--- READING PASSAGE ---
(begin)

April 24th, 2012

A penguinesque post mortem

It's been a few days since the upstart Philadelphia Flyers embarrassed the Pittsburgh penguins by bouncing them out of the first round of the Stanley cup playoffs and while most are likely either bemoaning the temperature of the angst ridden waters that accompany the bitter taste of humiliation and failure, or are beaming with pride. There are few scenarios that can rival the vicarious emotional roller coaster of watching a favourite team pitted against a hated rival that truly deserves it's loathing.

There was ample criticism of both clubs as the post season approached as most rubbed their hands with glee as it became obvious that the Pittsburgh Penguins would face their state rivals; The notorious Philadelphia flyers. Two storied frachises with a long history both shared, fought over, gloated over, and verbally sparred over, would once again be granted the chance to have at it best of seven style.

The Penguins owner was a superstar who retired once after losing a playoff series to the flyers. SuperMario as he was known as possibly the greatest stickhandler ever begrudgingly passed the torch to Eric Lindros advising him to stay out of the box.
Lindros himself was a superstar with his own episodes of succes and failure, knew more than a little about hype and expectations as he faced as much as the Penguins modern era superstar Sydney Crosby does now.

The media annointed Lindros the next greatest thing before he was ready much the way they have programmed the public into believing that Sydney is greatest hockey player around. Could anyone possibly measure up to the absurd hype the media adamlantly insisted these players were worthy of?

 Eric came close, he won the MVP but no cup and therefore little glory. Sydney has his cup rings but in earning them at such a young age the expectations due to some frothing at the mouth television announcers have crossed over into the obscene. They have falsely painted Crosby as the best player in the league, many suggesting he is the best to ever play the game.

(end)

--- WHAT IS NEEDED ---
Please reproduce the part of the Penguins post word for word, beginning at "The Penguins owner" and stopping after "were worthy of?".

--- COLLECTED MATERIAL ---

(begin)

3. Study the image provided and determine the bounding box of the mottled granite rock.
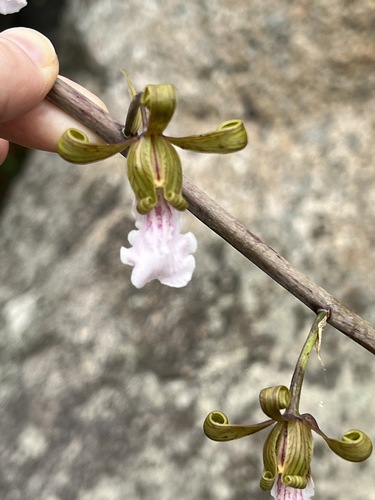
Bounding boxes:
[0,0,375,500]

(end)

--- SOLUTION FOR THIS TASK ---
The Penguins owner was a superstar who retired once after losing a playoff series to the flyers. SuperMario as he was known as possibly the greatest stickhandler ever begrudgingly passed the torch to Eric Lindros advising him to stay out of the box.
Lindros himself was a superstar with his own episodes of succes and failure, knew more than a little about hype and expectations as he faced as much as the Penguins modern era superstar Sydney Crosby does now.

The media annointed Lindros the next greatest thing before he was ready much the way they have programmed the public into believing that Sydney is greatest hockey player around. Could anyone possibly measure up to the absurd hype the media adamlantly insisted these players were worthy of?